Task: List every team named in the first paragraph of the Eastern Conference text.

Quoted passage:

The Celtics and Magic, as expected, are at the top. The Heat are underachieving, but we know they're relatively fine. And the Bulls, after a 2-3 start, already look like the fourth best team in the conference as they wait for Carlos Boozer to return from his hand injury.
Beyond that? Only the Indiana Pacers have played like a playoff team. The New York Knicks have won five straight games and sit at 8-8, but they've played by far the easiest schedule of the 11 teams not named in the paragraph above.
After the Knicks you have seven teams that have at least five wins and at least eight losses. Then you have the 3-12 Sixers, who have the worst record in the East, but have played a pretty tough schedule and have the 11th best point differential in the conference.
Using strength of schedule and point differential, we can get a better feel for which of the bottom 11 teams in the East have really performed best. And what we find (see table) is that the Pacers are indeed for real, the Knicks are taking advantage of a weak schedule, and the Wizards' record is inflated by their two overtime wins over Philly.
These numbers are in no way saying who is going to make the playoffs. But they ought to offer some comfort to fans of the Bucks or Bobcats.
Cleveland not getting it done on either end
We knew that the Cleveland Cavaliers would suffer a major drop-off from last season's 61 wins. But they really shouldn't be this bad. At 6-8, the Cavs sit in eighth place in the East, but based on point differential, they're the fifth worst team in the NBA. All of their wins have come by single-digits, with two coming by just two points.
The thought process behind predicting that the Cavs would make the playoffs was a belief that they would be a pretty good defensive team. They have most of the pieces back from last year's seventh-ranked defense and Byron Scott has coached some excellent defensive teams in both New Jersey and New Orleans.
But only two teams (Oklahoma City and Charlotte) have regressed more defensively from last season than the Cavs have. We knew they would take a huge step backward on offense (and no team has regressed more on that end), but they haven't been able to maximize their potential because they haven't been getting it done defensively either.
Cleveland currently ranks 19th in the league defensively, allowing 105.5 points per 100 possessions. If they're to have any chance of making the playoffs, they need to be in the top 10.
One way they can improve is to do a better job of getting back in transition. Using a simple formula (opponents' fast break points divided by opponents' steals), Cleveland has the fifth worst transition defense in the league.

Saved data entries:
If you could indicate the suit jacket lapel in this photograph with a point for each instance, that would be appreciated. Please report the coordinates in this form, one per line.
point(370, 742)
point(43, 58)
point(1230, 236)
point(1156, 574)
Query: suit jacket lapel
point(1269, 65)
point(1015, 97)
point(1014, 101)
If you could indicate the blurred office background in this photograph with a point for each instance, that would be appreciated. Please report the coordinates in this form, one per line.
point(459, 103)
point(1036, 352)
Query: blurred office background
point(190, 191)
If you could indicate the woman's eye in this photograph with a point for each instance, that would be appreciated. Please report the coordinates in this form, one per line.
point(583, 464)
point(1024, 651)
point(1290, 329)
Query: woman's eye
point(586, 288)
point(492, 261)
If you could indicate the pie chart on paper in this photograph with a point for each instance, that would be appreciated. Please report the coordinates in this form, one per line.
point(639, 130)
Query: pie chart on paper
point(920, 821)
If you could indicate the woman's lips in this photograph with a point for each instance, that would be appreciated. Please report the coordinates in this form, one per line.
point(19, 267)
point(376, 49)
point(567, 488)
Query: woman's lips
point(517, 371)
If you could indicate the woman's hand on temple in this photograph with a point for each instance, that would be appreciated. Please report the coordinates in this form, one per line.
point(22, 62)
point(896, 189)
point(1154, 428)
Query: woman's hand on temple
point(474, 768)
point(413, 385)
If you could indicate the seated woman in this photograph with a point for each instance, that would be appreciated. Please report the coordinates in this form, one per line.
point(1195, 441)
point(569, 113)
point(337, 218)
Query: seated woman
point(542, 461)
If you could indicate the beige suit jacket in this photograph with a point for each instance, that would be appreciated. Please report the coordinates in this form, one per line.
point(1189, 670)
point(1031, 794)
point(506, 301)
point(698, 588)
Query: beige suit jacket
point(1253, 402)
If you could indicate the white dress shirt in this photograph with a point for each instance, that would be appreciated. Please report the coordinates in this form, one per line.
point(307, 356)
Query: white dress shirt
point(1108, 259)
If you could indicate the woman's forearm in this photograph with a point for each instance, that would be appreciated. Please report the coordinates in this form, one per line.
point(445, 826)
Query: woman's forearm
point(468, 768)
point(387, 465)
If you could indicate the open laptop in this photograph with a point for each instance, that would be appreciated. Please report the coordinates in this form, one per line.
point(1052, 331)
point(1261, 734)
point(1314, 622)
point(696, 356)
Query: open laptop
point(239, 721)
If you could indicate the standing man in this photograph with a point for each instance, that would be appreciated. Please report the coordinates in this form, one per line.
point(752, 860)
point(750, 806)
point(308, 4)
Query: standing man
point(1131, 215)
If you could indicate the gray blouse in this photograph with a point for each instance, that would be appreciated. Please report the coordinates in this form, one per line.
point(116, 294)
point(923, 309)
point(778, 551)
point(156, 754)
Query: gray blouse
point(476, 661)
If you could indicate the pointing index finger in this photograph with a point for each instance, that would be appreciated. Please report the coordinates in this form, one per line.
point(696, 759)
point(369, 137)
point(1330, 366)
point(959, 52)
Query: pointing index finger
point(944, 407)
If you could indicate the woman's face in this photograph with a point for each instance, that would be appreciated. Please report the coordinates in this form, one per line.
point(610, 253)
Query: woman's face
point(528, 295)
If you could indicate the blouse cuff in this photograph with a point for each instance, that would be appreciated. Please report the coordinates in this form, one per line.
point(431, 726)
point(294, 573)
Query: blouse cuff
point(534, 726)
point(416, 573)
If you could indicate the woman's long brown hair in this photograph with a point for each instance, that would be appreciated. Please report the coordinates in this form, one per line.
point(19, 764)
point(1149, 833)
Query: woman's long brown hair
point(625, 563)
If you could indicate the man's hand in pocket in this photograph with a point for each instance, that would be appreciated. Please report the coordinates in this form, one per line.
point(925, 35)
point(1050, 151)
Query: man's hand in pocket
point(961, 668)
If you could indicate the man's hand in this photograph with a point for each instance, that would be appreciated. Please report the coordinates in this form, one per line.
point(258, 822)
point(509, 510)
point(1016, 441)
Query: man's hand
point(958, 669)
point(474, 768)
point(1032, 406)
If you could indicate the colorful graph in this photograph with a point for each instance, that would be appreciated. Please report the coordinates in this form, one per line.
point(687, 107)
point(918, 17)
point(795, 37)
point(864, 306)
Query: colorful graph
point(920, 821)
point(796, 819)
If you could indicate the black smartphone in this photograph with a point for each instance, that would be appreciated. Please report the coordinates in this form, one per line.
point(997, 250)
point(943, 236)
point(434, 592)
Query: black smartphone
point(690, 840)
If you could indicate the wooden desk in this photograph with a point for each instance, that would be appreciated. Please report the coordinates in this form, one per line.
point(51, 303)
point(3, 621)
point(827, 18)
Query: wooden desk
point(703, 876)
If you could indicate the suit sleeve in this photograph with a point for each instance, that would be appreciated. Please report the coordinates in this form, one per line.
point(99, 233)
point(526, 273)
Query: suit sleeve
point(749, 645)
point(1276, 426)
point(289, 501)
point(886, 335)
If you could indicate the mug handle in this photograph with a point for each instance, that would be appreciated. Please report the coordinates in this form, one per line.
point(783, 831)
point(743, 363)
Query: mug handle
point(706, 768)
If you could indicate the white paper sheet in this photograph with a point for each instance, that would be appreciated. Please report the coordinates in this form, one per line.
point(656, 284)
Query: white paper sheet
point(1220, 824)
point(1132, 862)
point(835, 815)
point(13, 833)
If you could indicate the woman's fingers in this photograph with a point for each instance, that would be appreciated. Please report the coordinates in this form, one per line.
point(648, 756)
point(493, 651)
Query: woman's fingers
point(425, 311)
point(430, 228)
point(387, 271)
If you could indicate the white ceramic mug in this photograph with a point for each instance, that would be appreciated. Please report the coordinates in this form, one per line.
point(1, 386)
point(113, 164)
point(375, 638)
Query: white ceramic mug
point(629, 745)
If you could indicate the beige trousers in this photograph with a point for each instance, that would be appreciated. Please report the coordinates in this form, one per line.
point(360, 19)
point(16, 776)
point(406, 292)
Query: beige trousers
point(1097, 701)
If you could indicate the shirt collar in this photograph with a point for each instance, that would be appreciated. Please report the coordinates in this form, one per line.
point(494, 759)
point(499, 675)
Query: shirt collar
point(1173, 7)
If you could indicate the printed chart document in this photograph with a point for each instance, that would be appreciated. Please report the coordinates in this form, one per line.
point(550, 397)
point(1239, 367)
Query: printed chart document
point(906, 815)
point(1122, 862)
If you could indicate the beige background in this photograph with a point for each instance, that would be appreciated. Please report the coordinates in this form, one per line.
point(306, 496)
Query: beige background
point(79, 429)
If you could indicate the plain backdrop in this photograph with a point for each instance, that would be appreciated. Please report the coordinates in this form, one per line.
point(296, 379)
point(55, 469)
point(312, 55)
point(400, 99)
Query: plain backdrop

* * *

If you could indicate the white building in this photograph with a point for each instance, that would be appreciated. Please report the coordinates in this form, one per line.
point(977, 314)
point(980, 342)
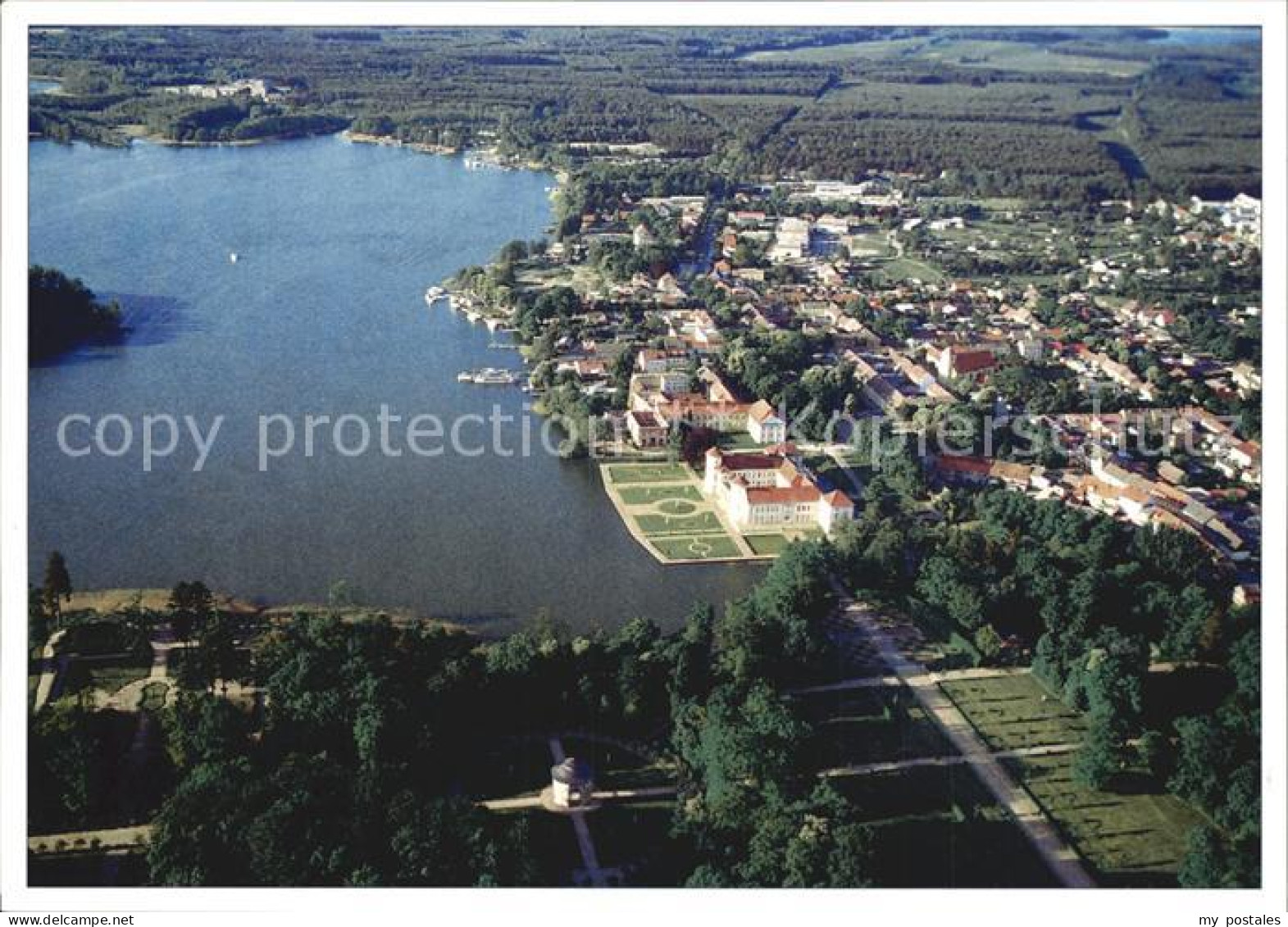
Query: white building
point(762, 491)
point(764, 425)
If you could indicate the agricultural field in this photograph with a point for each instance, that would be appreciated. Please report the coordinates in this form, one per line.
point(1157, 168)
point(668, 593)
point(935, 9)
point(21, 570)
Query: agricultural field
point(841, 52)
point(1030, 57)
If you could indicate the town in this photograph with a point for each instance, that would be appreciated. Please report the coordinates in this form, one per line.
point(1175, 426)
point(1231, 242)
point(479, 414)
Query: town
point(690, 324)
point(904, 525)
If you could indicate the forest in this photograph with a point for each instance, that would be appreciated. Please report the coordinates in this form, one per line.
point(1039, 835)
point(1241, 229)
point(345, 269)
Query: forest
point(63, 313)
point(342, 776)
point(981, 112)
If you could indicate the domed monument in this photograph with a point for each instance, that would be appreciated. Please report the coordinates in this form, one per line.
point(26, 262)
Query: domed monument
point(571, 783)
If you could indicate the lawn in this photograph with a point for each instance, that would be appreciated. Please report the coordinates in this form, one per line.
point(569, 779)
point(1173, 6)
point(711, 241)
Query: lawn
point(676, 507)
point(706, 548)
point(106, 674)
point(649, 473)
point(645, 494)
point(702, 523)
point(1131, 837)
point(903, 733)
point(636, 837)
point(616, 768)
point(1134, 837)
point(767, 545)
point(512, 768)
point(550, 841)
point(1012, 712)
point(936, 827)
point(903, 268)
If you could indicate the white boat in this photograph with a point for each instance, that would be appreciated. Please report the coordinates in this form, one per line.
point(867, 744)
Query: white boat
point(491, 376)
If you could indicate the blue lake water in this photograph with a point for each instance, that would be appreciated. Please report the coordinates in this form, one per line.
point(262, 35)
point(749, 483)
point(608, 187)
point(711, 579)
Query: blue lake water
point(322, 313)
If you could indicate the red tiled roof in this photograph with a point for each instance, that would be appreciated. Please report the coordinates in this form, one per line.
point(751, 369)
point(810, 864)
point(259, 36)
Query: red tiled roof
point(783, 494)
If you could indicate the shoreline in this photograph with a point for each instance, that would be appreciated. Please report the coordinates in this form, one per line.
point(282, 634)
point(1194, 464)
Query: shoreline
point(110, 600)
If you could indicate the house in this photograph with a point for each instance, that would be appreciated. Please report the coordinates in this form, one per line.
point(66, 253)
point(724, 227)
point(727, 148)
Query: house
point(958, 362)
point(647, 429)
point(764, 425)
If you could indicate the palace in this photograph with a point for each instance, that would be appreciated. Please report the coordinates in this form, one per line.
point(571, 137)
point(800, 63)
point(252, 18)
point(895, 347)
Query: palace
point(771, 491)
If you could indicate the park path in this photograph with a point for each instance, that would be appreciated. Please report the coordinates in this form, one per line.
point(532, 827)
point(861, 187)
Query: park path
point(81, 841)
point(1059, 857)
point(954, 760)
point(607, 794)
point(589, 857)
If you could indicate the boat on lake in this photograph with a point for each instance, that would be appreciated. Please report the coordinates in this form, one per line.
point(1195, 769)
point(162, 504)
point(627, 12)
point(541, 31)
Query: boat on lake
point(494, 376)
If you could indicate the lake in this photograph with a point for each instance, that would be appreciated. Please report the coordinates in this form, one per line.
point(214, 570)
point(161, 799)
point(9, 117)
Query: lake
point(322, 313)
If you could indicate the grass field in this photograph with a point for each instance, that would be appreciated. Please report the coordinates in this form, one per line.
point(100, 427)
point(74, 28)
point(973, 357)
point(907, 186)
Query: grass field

...

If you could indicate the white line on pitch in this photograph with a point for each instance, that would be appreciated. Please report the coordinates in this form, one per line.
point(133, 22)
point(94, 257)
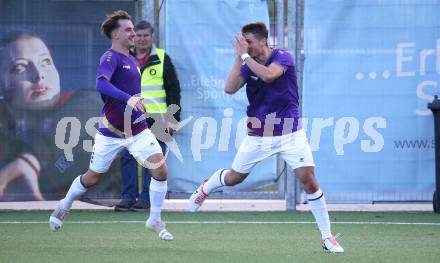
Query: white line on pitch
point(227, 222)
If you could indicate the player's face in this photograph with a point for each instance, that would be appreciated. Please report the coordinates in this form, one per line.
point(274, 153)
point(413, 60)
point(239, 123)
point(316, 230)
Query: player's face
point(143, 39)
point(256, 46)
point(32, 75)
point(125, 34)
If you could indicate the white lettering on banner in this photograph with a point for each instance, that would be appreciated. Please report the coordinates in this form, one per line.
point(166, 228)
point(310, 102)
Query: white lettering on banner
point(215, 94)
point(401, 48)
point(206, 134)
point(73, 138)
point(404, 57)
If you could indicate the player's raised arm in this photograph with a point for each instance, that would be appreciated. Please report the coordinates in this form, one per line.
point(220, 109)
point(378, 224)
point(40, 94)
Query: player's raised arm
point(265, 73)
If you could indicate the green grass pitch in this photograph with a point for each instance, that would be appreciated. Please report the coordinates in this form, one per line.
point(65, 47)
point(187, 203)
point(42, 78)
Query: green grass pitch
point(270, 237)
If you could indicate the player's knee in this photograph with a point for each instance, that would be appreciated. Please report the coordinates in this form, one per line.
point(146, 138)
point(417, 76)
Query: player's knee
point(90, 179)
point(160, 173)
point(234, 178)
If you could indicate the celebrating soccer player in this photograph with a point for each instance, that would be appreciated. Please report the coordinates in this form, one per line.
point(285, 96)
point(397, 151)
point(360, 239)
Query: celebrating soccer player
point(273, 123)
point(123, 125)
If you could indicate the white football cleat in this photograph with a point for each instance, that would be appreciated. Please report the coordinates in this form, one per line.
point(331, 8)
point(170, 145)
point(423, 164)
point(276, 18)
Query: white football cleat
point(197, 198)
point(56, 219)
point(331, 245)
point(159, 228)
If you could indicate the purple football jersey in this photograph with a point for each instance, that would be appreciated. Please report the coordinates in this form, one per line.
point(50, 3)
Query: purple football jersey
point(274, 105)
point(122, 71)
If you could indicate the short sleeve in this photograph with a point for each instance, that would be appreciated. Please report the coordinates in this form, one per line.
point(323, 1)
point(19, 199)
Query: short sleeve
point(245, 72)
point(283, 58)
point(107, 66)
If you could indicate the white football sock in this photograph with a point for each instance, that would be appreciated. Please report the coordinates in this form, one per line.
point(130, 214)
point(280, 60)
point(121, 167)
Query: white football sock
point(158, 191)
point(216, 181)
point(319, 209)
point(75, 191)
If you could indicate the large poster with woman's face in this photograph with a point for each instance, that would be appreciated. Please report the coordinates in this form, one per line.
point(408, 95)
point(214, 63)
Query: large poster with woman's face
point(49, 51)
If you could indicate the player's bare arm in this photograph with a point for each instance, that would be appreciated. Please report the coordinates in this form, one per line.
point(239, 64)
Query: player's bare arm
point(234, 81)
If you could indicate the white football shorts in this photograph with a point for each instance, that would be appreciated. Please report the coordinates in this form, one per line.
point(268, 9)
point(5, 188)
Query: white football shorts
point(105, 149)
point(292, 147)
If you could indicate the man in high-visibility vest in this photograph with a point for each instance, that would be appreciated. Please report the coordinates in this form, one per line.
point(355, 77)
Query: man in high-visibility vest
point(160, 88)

Answer section: Celtics, Magic, Heat, Bulls